Sexual assault is any sexual activity that is perpetrated against someone's will or without explicit consent of the individual. Sexual assaults are crimes under Virginia law and can be prosecuted regardless of the relationship (boyfriend/girlfriend, husband/wife, parent/child, etc.) between the victim and the perpetrator.
Some behaviors that are considered sexual assault include:
- Non-contact sexual offenses are unwanted or non-consensual sexual behaviors that do not involve touch, such as threats of sexual assault, exposing someone to or creating pornography, taking nonconsensual sexual photography or exposing someone to nudity.
- Sexual harassment encompasses any unwanted or unwelcome sexual advances or obscene remarks in the workplace or other professional or social situations such as the school setting.
- Sexual battery is non-consensual touching, without penetration, of the intimate parts of another.
- Rape includes any sexual intercourse or completed penetration of the vagina, anus or mouth through psychological coercion, intimidation, force or the victim’s inability to consent. Any efforts to commit these acts are considered attempted rape.

____

What you will do
A. Retype the passage on sexual assault, starting at "Some behaviors that" and ending at "parts of another.".
B. Carry the passage on sexual assault forward from its final sentence.
The listing after this is separate material, unrelated to the passage on sexual assault.

Record extracts
____

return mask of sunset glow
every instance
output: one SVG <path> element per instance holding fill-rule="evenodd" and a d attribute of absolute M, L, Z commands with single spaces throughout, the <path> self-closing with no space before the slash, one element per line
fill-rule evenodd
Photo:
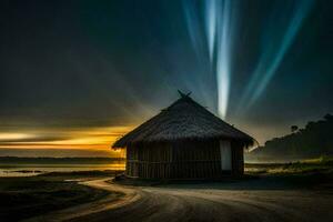
<path fill-rule="evenodd" d="M 2 149 L 69 149 L 112 151 L 110 145 L 133 127 L 105 127 L 87 129 L 46 129 L 39 131 L 3 132 Z"/>

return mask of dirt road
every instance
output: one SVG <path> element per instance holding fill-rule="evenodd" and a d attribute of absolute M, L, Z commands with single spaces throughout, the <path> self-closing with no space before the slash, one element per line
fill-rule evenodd
<path fill-rule="evenodd" d="M 251 183 L 124 188 L 98 180 L 84 184 L 125 195 L 71 221 L 333 221 L 333 193 L 323 190 L 279 185 L 265 190 Z"/>

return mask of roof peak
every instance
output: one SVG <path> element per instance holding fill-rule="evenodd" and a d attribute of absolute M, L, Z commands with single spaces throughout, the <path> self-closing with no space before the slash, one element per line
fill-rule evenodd
<path fill-rule="evenodd" d="M 191 91 L 188 93 L 183 93 L 181 90 L 176 90 L 181 98 L 190 98 Z"/>

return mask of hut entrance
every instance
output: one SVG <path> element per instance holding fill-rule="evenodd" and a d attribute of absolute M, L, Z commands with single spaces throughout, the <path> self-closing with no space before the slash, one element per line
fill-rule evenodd
<path fill-rule="evenodd" d="M 221 169 L 222 171 L 231 171 L 231 145 L 230 141 L 220 141 Z"/>

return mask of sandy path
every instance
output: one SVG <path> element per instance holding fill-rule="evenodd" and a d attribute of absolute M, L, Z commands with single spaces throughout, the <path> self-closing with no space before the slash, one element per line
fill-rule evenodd
<path fill-rule="evenodd" d="M 114 189 L 102 181 L 88 185 Z M 140 198 L 73 221 L 333 221 L 333 194 L 327 192 L 223 190 L 202 184 L 128 189 Z"/>
<path fill-rule="evenodd" d="M 139 192 L 134 189 L 129 189 L 115 184 L 111 184 L 108 179 L 98 179 L 98 180 L 87 180 L 82 179 L 80 184 L 89 185 L 95 189 L 102 189 L 110 191 L 111 194 L 105 198 L 90 203 L 80 204 L 78 206 L 72 206 L 64 210 L 53 211 L 44 215 L 39 215 L 26 220 L 27 222 L 58 222 L 58 221 L 70 221 L 77 218 L 84 218 L 97 212 L 105 212 L 112 209 L 121 208 L 123 205 L 135 202 L 140 199 Z M 117 193 L 122 193 L 123 195 L 119 196 Z M 1 221 L 1 220 L 0 220 Z"/>
<path fill-rule="evenodd" d="M 244 184 L 249 189 L 233 189 L 234 185 L 225 189 L 219 183 L 132 188 L 107 180 L 81 183 L 124 195 L 33 221 L 333 221 L 333 193 L 323 190 L 262 190 L 251 189 L 251 184 Z"/>

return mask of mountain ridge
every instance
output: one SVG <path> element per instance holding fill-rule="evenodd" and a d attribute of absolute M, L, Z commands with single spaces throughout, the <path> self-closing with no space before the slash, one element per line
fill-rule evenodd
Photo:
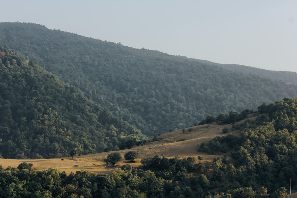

____

Answers to the tasks
A.
Some behaviors that are considered sexual assault include:
- Non-contact sexual offenses are unwanted or non-consensual sexual behaviors that do not involve touch, such as threats of sexual assault, exposing someone to or creating pornography, taking nonconsensual sexual photography or exposing someone to nudity.
- Sexual harassment encompasses any unwanted or unwelcome sexual advances or obscene remarks in the workplace or other professional or social situations such as the school setting.
- Sexual battery is non-consensual touching, without penetration, of the intimate parts of another.

B.
Sexual assault lacks the explicit consent of all parties involved in a sexual relationship. Consent is a voluntary and sober agreement to engage in every step of a sexual activity. The absence of a verbal “no” does not indicate consent. If consent is not present then a sexual assault has been committed. Consent can be withheld at any point and must be given for each act along the path. Individuals who are intoxicated cannot give consent. Even if permission to have sexual activity is gained through force, an imbalance of power, use of coercion, the threat of violence or is perpetrated against someone who is not able to give consent, because that individual is sleep, incapacitated, unconscious, legally intoxicated or a minor, consent is not actually given.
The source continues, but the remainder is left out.